TASK MATERIAL —

::::

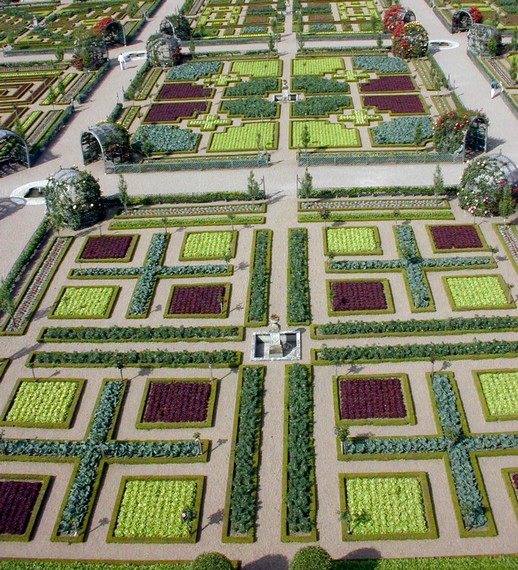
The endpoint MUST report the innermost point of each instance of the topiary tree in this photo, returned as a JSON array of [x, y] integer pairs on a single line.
[[449, 130], [73, 199], [211, 561], [311, 558], [410, 41], [482, 186]]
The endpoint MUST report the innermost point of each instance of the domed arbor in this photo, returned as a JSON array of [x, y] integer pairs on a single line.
[[73, 199], [106, 141], [484, 40], [475, 139], [410, 41], [485, 182], [111, 30], [461, 133], [13, 149], [90, 51], [464, 18], [395, 16], [163, 50]]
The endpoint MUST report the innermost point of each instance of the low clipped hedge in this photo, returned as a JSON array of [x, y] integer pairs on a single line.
[[452, 325], [358, 191], [242, 483], [259, 283], [431, 351], [298, 513], [134, 359], [141, 334], [299, 309]]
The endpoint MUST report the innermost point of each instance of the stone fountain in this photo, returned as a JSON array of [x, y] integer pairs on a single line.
[[275, 344]]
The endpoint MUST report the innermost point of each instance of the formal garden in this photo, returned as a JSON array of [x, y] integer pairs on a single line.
[[164, 268], [135, 416]]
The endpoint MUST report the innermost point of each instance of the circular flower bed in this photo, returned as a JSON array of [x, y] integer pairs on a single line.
[[481, 186]]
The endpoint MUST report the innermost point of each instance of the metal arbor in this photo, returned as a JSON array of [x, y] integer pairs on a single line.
[[163, 50], [13, 149], [475, 138], [480, 38], [461, 20], [73, 199], [106, 141]]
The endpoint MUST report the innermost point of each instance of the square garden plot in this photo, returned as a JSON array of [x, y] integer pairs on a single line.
[[108, 248], [43, 403], [386, 506], [373, 399], [478, 292], [85, 302], [465, 237], [498, 391], [354, 296], [150, 509], [20, 501], [178, 403], [209, 245], [363, 240], [199, 300]]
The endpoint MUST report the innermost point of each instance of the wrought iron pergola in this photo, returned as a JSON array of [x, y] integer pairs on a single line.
[[13, 148], [106, 141]]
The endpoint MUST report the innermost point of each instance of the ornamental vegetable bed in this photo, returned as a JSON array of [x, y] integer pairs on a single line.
[[478, 292], [18, 506], [209, 245], [499, 391], [367, 399], [247, 137], [150, 510], [183, 91], [43, 403], [353, 241], [396, 104], [389, 83], [316, 65], [323, 134], [171, 112], [86, 302], [357, 296], [108, 248], [208, 300], [387, 506], [178, 403], [464, 237], [257, 68]]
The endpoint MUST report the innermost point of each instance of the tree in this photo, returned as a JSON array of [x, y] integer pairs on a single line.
[[505, 205], [325, 214], [418, 133], [305, 137], [6, 299], [438, 183], [59, 54], [253, 187], [271, 43], [342, 433], [306, 185], [123, 192], [196, 437], [182, 27], [211, 561], [311, 558], [231, 218]]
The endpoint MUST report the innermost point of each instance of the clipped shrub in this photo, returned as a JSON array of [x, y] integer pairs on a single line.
[[318, 106], [211, 561], [311, 558]]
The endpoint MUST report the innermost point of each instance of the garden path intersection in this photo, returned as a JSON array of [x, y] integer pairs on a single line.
[[446, 444]]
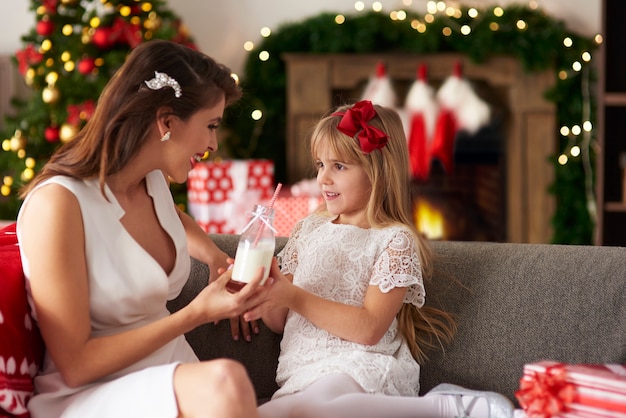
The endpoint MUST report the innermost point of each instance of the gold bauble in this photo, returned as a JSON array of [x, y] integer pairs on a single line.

::::

PROBLEM STATEMENT — Recast every line of the records above as a numbered list, skipping blank lines and leaving the pictures out.

ANSWER TO THIS TASK —
1. The endpoint MUST report the innermost point of each instance of the topiary tree in this photo, returned as a JSON array of [x, y] integer pairs on a single line.
2. [[449, 130], [73, 199], [211, 561], [311, 558], [410, 41], [482, 186]]
3. The endpoint MUST report the innermost point of each instance of the domed arbor in this photo, returned as a JSON array of [x, y] integer pairs on a single line.
4. [[73, 199], [106, 141], [484, 40], [475, 139], [410, 41], [485, 182], [111, 30], [461, 133], [13, 149], [90, 51], [464, 18], [395, 16], [163, 50]]
5. The endpoint MUST report the innermost point of each instance of the low clipped hedge in this photo, returned as a JSON array of [x, y] integer pairs on a single line.
6. [[452, 325], [358, 191], [242, 483], [259, 283], [431, 351], [298, 513], [134, 359], [141, 334], [299, 309]]
7. The endpoint MUST report the innermost point of each instance of the stone fountain in this photo, returned as a JSON array of [x, y] integer pairs on a single line.
8. [[275, 344]]
9. The endpoint MUST report the innermost point of each instance of the formal garden in this photo, returned as a JSON array of [x, y] integer pairs on a single line.
10. [[164, 268], [135, 416]]
11. The endpoint MUST report the innermost point of each instance of the circular flower bed in this photo, returned as a JSON array of [x, y] integer pairs on a single line.
12. [[481, 186]]
13. The endpoint MUST report the innermost point of each instance of the metal arbor in this photo, returned as a JSON array of [x, y] integer pairs on a single line.
14. [[163, 50], [13, 149], [475, 138], [480, 38], [461, 20], [73, 199], [106, 141]]
15. The endpoint MUST report the innermost point of each instance of the square garden plot in this photo, returned as a JSON array of [x, y] integer pairs on a single line.
16. [[108, 248], [43, 403], [386, 506], [373, 399], [478, 292], [85, 302], [465, 237], [498, 391], [354, 296], [150, 509], [20, 501], [178, 403], [209, 245], [363, 240], [199, 300]]
17. The endpoint MUST report the innermost point of each instance of the wrought iron pergola in this photo, returned as a JSON array of [x, y] integer pairs on a single line.
18. [[13, 148], [106, 141]]
19. The endpoint MUST report the innermost point of each instance of the ornamental vegetable bed in this photo, returned as a JSON array of [x, y] integer pairs on a single line.
20. [[478, 292], [18, 506], [209, 245], [499, 391], [367, 399], [247, 137], [150, 510], [183, 91], [43, 403], [353, 241], [396, 104], [389, 83], [316, 65], [323, 134], [171, 112], [86, 302], [357, 296], [108, 248], [208, 300], [387, 506], [178, 403], [464, 237], [257, 68]]
21. The endpoint MUST report the innermost point of each instance of the tree in this photo, returned as a JSON array of [x, y] integer pairs on a single line.
22. [[505, 205], [325, 214], [418, 133], [305, 137], [6, 299], [438, 183], [59, 54], [253, 187], [271, 43], [342, 433], [306, 185], [123, 192], [196, 437], [182, 27], [211, 561], [311, 558], [231, 218]]
23. The endpoint MUST report the innermost point of each instance of the clipped shrub in this photo, returned as a JSON array of [x, y] integer pairs on a single line.
24. [[318, 106], [211, 561], [311, 558]]
25. The endpoint MUST report the innermost point of each instance of the garden path intersection in this photo, returned as a JSON array of [x, y] integer pairs on a single line.
26. [[446, 444]]
27. The endpoint MUST report the innermost point of each instance of the gold bauble in this photo, returned as a JSON array of [x, y] integer pairs on a single line.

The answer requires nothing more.